Rows from a segmentation dataset:
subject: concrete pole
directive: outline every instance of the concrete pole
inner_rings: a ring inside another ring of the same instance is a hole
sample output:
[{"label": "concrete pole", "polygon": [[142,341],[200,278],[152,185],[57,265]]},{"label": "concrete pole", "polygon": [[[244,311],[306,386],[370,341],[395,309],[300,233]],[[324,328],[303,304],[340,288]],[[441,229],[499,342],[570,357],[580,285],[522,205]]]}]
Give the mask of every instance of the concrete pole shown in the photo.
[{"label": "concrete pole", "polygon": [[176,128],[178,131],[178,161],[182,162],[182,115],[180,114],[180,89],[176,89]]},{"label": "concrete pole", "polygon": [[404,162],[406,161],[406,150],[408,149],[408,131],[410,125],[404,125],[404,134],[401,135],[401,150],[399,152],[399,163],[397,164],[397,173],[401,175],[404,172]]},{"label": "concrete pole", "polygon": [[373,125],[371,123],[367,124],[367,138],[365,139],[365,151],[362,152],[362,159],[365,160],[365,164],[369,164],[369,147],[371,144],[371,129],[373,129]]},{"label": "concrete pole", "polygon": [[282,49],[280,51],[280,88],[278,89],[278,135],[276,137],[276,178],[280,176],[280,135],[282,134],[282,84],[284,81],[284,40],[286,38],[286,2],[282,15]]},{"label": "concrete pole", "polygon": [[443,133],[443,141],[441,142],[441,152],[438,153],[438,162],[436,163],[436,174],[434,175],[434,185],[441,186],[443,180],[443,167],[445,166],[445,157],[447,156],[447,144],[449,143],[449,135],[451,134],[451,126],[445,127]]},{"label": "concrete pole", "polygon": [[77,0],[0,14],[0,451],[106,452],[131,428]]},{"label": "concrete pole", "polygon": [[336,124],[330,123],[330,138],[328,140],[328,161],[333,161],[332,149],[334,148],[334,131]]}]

Task directions:
Could you write out all the records above in full, requests included, with every polygon coordinate in the answers shifted by 79? Keep the numbers in the requests and their sample output unchanged.

The output:
subject: concrete pole
directive: outline every instance of the concrete pole
inner_rings: a ring inside another ring of the same instance is a hole
sample output:
[{"label": "concrete pole", "polygon": [[142,341],[200,278],[152,185],[57,265]]},{"label": "concrete pole", "polygon": [[[244,311],[306,386],[370,341],[395,309],[300,233]],[[324,328],[303,304],[340,288]],[[441,229],[499,342],[570,357],[580,285],[522,205]]]}]
Give the mask of every instance of the concrete pole shown in the photo.
[{"label": "concrete pole", "polygon": [[255,207],[257,210],[257,240],[261,241],[261,194],[259,193],[259,168],[255,168]]},{"label": "concrete pole", "polygon": [[483,241],[485,240],[485,229],[487,228],[487,210],[489,204],[483,204],[483,213],[480,214],[480,229],[478,231],[478,242],[476,243],[476,252],[480,254],[483,251]]},{"label": "concrete pole", "polygon": [[452,204],[450,202],[446,203],[446,217],[444,218],[444,230],[441,231],[441,238],[444,239],[444,243],[448,243],[448,226],[450,223],[450,208],[452,208]]},{"label": "concrete pole", "polygon": [[361,128],[359,130],[359,167],[357,168],[357,214],[355,216],[355,257],[359,255],[359,214],[361,213],[361,163],[363,160],[363,119],[365,117],[365,81],[361,94]]},{"label": "concrete pole", "polygon": [[522,212],[522,220],[520,221],[520,231],[517,232],[517,241],[515,242],[515,253],[513,254],[513,264],[520,265],[522,259],[522,246],[524,245],[524,236],[526,235],[526,223],[528,222],[528,214],[530,213],[530,205],[524,206]]},{"label": "concrete pole", "polygon": [[156,79],[79,93],[79,530],[185,531],[210,507]]},{"label": "concrete pole", "polygon": [[415,203],[409,202],[409,217],[407,219],[407,240],[412,240],[411,228],[413,227],[413,210]]}]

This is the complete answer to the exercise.